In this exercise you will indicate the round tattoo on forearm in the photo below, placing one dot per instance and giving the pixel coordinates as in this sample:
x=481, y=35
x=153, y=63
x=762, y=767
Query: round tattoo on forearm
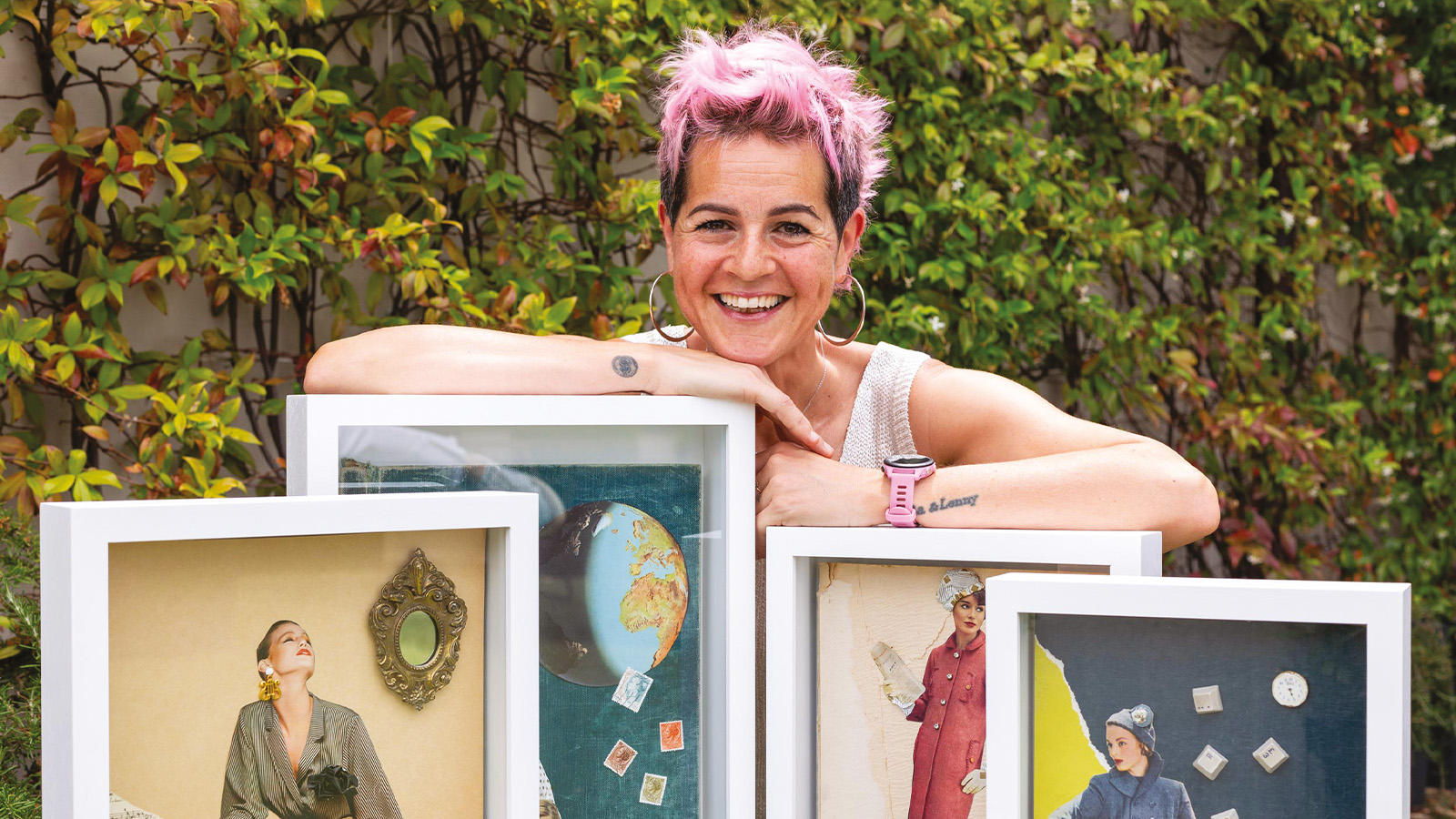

====================

→ **Exercise task**
Turn the material above into a JSON list of strings, with one string for each line and no blank lines. Leave the picture out.

→ **Final result**
[
  "In this exercise you will indicate the round tattoo on forearm in the photo below, placing one dot per instance and giving the pixel coordinates as in this sample:",
  "x=481, y=35",
  "x=153, y=63",
  "x=762, y=767",
  "Query: round tattoo on forearm"
]